- Extrato da página -
%%

AÇÃO   DIRETA  DE  INCONSTITUCIONALIDADE  N.º  155.998-0/0-00

Requerente   :    Diretório Municipal do Partido do Movimento Democrático Brasileiro – PMDB

Requerido     :    Presidente da Câmara Municipal de Pedrinhas Paulista

Objeto           :    Lei nº 657, de 23 de junho de 2007, do Município de Pedrinhas Paulista

 

 

Ementa: Lei municipal de iniciativa do Prefeito Municipal. Abertura de crédito adicional suplementar. Sessão extraordinária da Câmara Municipal aberta com a presença de 4 vereadores, quórum inferior a metade dos integrantes da Casa. Aprovação da lei ordinária na Sessão. Inconstitucionalidade formal reconhecida.

 

 

 

                                                         Des. PAULO TRAVAIN,

 

 

                                                         O Diretório Municipal do PMDB de Pedrinhas Paulista (fls. 22/24) propôs esta ação direta, objetivando a declaração de inconstitucionalidade da Lei nº 657, de 23 de junho de 2007, do Município de Pedrinhas Paulista, ante patente vício formal, em contrariedade ao artigo 23 da Constituição Estadual, bem como artigos 41 e 43 da Lei Orgânica e 47 da Constituição Federal, isso porque no processo legislativo, particularmente em relação ao quorum, não foi obedecido o artigo 242, § 2º do Regimento Interno da Câmara Municipal de Pedrinhas Paulista.

 

                                                         Alega que a lei inquinada foi apresentada, discutida e votada em sessão extraordinária realizada em 19.7.07, cuja abertura se deu com apenas 4 dos 9 vereadores que compõe a Casa, juntada prova do alegado (fl. 44).

 

                                                         A liminar foi deferida (fl. 250), requisitando-se informações da Câmara Municipal. Determinou-se ainda a citação do Exmo. Sr. Procurador Geral do Estado.

 

                                                         A Câmara Municipal de Pedrinhas Paulista apresentou suas informações (fls. 256/280), alegando em preliminar a falta de interesse de agir pela perda do objeto ante a natureza da lei inquinada, a impossibilidade jurídica do pedido pela ausência de norma da Constituição Estadual a servir de paradigma, não servindo para tanto a norma da Constituição Federal ou norma municipal. Sustenta não ter sido desrespeitado o Regimento Interno da Câmara Municipal.

%%

Entradas de identificação de local:
%%

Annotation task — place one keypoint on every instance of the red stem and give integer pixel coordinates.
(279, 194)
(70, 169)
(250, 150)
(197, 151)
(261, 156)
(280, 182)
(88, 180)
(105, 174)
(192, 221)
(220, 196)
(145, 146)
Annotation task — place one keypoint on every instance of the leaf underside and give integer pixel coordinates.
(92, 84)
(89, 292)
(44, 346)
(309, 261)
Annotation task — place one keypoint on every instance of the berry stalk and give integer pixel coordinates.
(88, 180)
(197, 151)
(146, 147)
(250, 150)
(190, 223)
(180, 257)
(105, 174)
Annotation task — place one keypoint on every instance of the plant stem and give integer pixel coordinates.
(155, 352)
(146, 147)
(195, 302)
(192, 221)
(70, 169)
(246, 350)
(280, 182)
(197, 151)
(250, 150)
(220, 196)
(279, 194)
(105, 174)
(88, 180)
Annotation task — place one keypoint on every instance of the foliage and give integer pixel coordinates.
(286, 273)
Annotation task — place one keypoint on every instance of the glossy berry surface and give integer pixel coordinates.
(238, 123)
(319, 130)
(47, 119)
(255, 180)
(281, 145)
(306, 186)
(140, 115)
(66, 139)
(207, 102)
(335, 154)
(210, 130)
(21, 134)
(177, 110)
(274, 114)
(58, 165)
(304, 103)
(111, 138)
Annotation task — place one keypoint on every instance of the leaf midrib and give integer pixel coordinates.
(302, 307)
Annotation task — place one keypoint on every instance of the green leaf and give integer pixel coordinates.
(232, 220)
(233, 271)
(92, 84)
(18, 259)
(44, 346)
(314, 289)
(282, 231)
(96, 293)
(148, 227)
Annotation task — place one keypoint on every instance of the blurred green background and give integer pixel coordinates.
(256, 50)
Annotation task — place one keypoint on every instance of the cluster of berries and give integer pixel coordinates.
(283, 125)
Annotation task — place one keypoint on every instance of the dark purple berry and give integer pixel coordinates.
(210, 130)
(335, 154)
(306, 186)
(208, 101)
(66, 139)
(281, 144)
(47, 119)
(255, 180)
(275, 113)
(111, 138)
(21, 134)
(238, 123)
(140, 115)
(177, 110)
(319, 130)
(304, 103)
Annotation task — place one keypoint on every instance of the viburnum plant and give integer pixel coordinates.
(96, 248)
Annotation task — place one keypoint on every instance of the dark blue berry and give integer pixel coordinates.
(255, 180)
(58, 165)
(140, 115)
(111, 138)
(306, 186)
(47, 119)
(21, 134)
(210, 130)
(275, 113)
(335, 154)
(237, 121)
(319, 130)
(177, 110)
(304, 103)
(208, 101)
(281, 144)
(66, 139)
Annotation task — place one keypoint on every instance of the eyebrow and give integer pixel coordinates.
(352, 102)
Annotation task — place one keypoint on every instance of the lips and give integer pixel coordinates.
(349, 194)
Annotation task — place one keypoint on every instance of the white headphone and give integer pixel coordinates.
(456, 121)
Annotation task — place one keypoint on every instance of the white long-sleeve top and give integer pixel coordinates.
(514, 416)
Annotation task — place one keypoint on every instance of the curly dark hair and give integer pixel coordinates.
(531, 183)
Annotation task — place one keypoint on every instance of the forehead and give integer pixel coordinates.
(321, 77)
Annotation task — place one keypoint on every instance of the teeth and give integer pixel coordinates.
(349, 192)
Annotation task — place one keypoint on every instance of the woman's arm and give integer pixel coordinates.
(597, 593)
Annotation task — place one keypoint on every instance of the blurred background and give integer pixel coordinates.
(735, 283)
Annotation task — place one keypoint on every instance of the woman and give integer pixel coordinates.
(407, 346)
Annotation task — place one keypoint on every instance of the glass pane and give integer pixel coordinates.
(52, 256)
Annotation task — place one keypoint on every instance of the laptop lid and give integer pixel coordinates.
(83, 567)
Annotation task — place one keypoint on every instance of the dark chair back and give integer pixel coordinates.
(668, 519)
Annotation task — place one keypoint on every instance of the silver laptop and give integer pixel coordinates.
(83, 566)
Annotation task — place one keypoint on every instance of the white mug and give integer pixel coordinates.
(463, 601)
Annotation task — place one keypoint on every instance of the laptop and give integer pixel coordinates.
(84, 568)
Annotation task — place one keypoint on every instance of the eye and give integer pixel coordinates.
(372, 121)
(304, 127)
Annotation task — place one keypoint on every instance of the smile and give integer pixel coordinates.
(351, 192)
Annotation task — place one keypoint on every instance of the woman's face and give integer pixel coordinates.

%%

- Problema 1 -
Segundo o extrato da página, quantos vereadores estavam presentes na abertura da sessão extraordinária em que a lei foi votada?
- Problema 2 -
Diga se cada afirmação abaixo está de acordo com o extrato da página, respondendo sim ou não e citando as palavras decisivas do extrato:
(a) A sessão extraordinária foi realizada em 19.7.07.
(b) A liminar foi indeferida.
(c) A Câmara Municipal admitiu ter desrespeitado o Regimento Interno.
Os registros não têm relação com o extrato da página.

- Resposta da tarefa 1 -
Quatro dos nove vereadores que compõem a Câmara Municipal.

- Resposta da tarefa 2 -
(a) Sim: "sessão extraordinária realizada em 19.7.07".
(b) Não: "A liminar foi deferida (fl. 250)".
(c) Não: "Sustenta não ter sido desrespeitado o Regimento Interno da Câmara Municipal."